• _DE OPDRACHTEN_
**a.** Rond welk plein lagen volgens de tekst over de familiegeschiedenis de sloppen waar de voorouders generaties lang woonden en werkten?
**b.** Schrijf de tekst over de joodse familiegeschiedenis verder, te beginnen na de laatste zin.

• _TEKSTFRAGMENT_
:::
Yoni hield er romantische fantasieën op na. Hij ging ervan uit dat de mannelijke voorzaten die aan zijn opa voorafgingen geleerden van naam en faam waren geweest. Dat zijn grootvader het nooit verder had gebracht dan bakkersknecht wist hij wel. Dat ook zijn overgrootvader bakker was geweest kwam hem bekend voor. Zijn teleurstelling was gemengd met ongeloof toen ik hem vertelde dat een aangetrouwde nicht ooit een familiestamboom had gemaakt waaruit bleek dat hij uit een geslacht kwam van arme Asjkenazische joden, en dat ze generaties lang woonden en werkten in de toenmalige sloppen van de Jodenbuurt rond het Waterlooplein, het plein waarop wij zaten uit te kijken. Misschien was het een generatieverschil dat hij was gefixeerd op interessant genetisch materiaal, terwijl ik familiegevoel voornamelijk zag als een gemeenschappelijke geschiedenis.

Het oerverhaal dat mijn generatie meekreeg was het verhaal van een arme joodse familie die zich dankzij de verheffingsgedachte van socialistische voormannen als Henri Polak en Koos Vorrink wist te ontwikkelen. Het vertelde over de overgang van de familie van het armoedigste deel van de oude Jodenbuurt naar de overwegend sociaaldemocratische Transvaalbuurt en van daar naar de bakkerij in de Weesperstraat die mijn opa in de jaren dertig begon. Afhankelijk van wie aan het woord was kwam daar meer of minder informatie bij over de Arbeiders Jeugd Centrale, de met de sdap verbonden jeugdbeweging waarin mijn vader en zijn broers voor korte of voor lange tijd hun politieke en culturele opvoeding kregen. Maar aan het begin of aan het einde werd vrijwel altijd gerefereerd aan de deportaties naar Polen.
:::
• _GEGEVENSDEEL_
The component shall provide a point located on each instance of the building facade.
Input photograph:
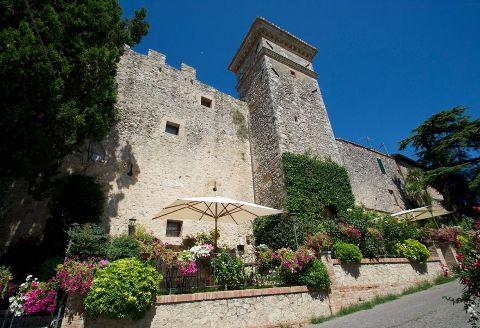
:::
• _ANTWOORDEN_
**a.** Rond het Waterlooplein.

**b.**
Uit vrijwel elk gezin waaruit onze naoorlogse familie bestond zijn inmiddels schrijvers en journalisten voortgekomen. Bij Yoni wilde het er niet in dat die hoge score voornamelijk was te danken aan oude socialisten. Maar hij was het wel met me eens toen ik, wijzend op het Waterlooplein en gebarend naar de plaatsen waar het leven van zijn voorouders zich afspeelde, bleef benadrukken dat de geschiedenis van zijn voorgeslacht niet alleen een joodse geschiedenis was, maar ook een Europese emancipatiegeschiedenis.

Er zijn weinig onderwerpen te bedenken waarover naoorlogse joden geen meningsverschillen hebben. Vooral als het gaat over onderwerpen waarbij joden zich vaak extra betrokken voelen, zoals de politieke koers van Israël of het hedendaagse Europese populisme. Ook de Vuijsjes zijn het daarover zelden met elkaar eens. Maar één ding hebben ze gemeen: hun denken is beïnvloed door hun gemeenschappelijke verhaal, en door de oorlogservaringen van hun ouders, ooms, tantes en grootouders.
Met het levensverhaal van mijn vader als leidraad beschrijf ik in Ons kamp die geschiedenis van mijn min of meer joodse familie.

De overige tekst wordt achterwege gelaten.